The earliest civilization of South Asia is called the Indus, or Harappan, civilization. This ancient culture arose on the plains and in the mountains of the greater Indus Valley of Pakistan and northwestern India in the middle of the third millennium BCE (c. 2500–1900 BCE). The Indus civilization takes its place in world history as the first of ancient India’s cities and was contemporaneous with those of the Bronze Age peoples of Sumer, dynastic Egypt, and China.

The Indus peoples were for the most part farmers, herders, craftsmen, and traders. They inhabited at least five cities, the best known of which are Mohenjo Daro and Harappa but which also include Dholavira, Ganweriwala, and Rakhigarhi. Mohenjo Daro and Harappa are the largest of the cities, each being about 100 hectares. (The other cities are slightly smaller; between 65 and 80 hectares.) Archaeologists believe that Mohenjo Daro and Harappa each had a population of about twenty thousand people.

The Indus civilization was by far the largest of the Bronze Age civilizations of Asia. It covered about a million square kilometers, extending from the present-day Pakistan-Iran border in the west to the coast of southern Gujarat in the east. The northern limit for the principal habitations is the Siwalik Range of the Punjab, although there is an outlying Indus site (Shortughai) in northern Afghanistan, on the Amu Dar’ya River. In an effort to deal with the cultural geography of the Indus civilization, scholars have divided their territory into domains (geographical and cultural subregions) that may possibly have political significance.

- GOAL A -
Copy the Indus civilization passage from "The Indus peoples" to "twenty thousand people.".

- EXERCISE DATA -
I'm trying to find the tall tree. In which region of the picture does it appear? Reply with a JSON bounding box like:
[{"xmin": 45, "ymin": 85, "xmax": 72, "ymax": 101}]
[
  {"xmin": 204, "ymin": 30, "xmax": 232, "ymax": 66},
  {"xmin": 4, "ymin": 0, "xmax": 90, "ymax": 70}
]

- GOAL B -
Rewrite every row above, swapping "tall tree" for "red car" and changing nothing else.

- TASK SOLUTION A -
The Indus peoples were for the most part farmers, herders, craftsmen, and traders. They inhabited at least five cities, the best known of which are Mohenjo Daro and Harappa but which also include Dholavira, Ganweriwala, and Rakhigarhi. Mohenjo Daro and Harappa are the largest of the cities, each being about 100 hectares. (The other cities are slightly smaller; between 65 and 80 hectares.) Archaeologists believe that Mohenjo Daro and Harappa each had a population of about twenty thousand people.

- TASK SOLUTION B -
I'm trying to find the red car. In which region of the picture does it appear? Reply with a JSON bounding box like:
[{"xmin": 45, "ymin": 85, "xmax": 72, "ymax": 101}]
[
  {"xmin": 204, "ymin": 30, "xmax": 232, "ymax": 66},
  {"xmin": 4, "ymin": 0, "xmax": 90, "ymax": 70}
]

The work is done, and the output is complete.